Text segment:

--- Begin ---

# Howdy Y'all!



## Cod (May 25, 2006)

A good friend of mine that goes by the name of "Grenadier" brought me to this forum. Haven't had much time to look around just yet, but wanted to go ahead and drop an introduction about myself before I started posting.

As for me, I'm a 23-year old from the great state of Georgia (that I miss dearly). Currently I'm a member of the US Air Force and I've been boxing for approximately 10-years now while learning muay thai over the past 2-years or so. Since joining the armed forces over a year ago, I've lost a lot of my boxing and muay thai training time due to deployments, etc.. Hopefully over the next few weeks I'll be able to get back into the swing of things and start training again.

Well, that's it for me. Hope I can help y'all as much as I know you'll help me. Till next time...


----------



## OnlyAnEgg (May 25, 2006)

Welcome to MT, cod!

--- End ---

Written exercise:
Carry on the forum thread welcoming a new member, picking up after its last post.

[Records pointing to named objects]

--- Begin ---

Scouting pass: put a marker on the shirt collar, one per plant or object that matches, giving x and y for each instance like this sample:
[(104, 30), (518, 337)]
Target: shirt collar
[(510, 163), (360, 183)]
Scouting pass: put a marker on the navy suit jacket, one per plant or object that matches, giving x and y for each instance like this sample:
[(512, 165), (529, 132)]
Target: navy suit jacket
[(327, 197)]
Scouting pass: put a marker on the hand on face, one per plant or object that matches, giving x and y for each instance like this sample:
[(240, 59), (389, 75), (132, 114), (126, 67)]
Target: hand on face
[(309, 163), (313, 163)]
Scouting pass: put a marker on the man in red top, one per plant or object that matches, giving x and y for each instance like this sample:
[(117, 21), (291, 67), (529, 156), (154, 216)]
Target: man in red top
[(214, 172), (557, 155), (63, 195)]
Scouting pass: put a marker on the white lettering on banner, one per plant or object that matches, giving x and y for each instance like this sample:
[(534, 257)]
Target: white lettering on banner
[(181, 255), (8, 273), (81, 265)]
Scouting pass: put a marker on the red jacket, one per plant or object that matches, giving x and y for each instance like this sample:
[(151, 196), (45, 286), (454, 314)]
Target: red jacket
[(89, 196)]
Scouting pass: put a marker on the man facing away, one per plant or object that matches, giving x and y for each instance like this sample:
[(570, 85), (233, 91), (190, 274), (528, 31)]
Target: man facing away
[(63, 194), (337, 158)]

--- End ---

Answer to the task:
----------



## Henderson (May 25, 2006)

Welcome aboard!!


----------



## Grenadier (May 25, 2006)

Howdy to you, ol' buddy!

Glad to have you aboard, and I hope some of the martial artists from that other forum will follow.  

Drop me an e-mail one of these days.


----------



## Lisa (May 25, 2006)

Welcome!  I hope you enjoy the forum.  Happy Posting! :wavey:


----------



## still learning (May 25, 2006)

Hello, Welcome and please join in the forums.......Aloha


----------



## shesulsa (May 25, 2006)

Welcome to MartialTalk and enjoy!


----------



## MJS (May 25, 2006)

Welcome to the forum! Enjoy your stay! 

Mike


----------



## Michael Billings (May 26, 2006)

Howdy right back atcha, from Austin, Texas.  Hope you enjoy the forums.  It is a friendly place with few exceptions.  

Welcome to MT.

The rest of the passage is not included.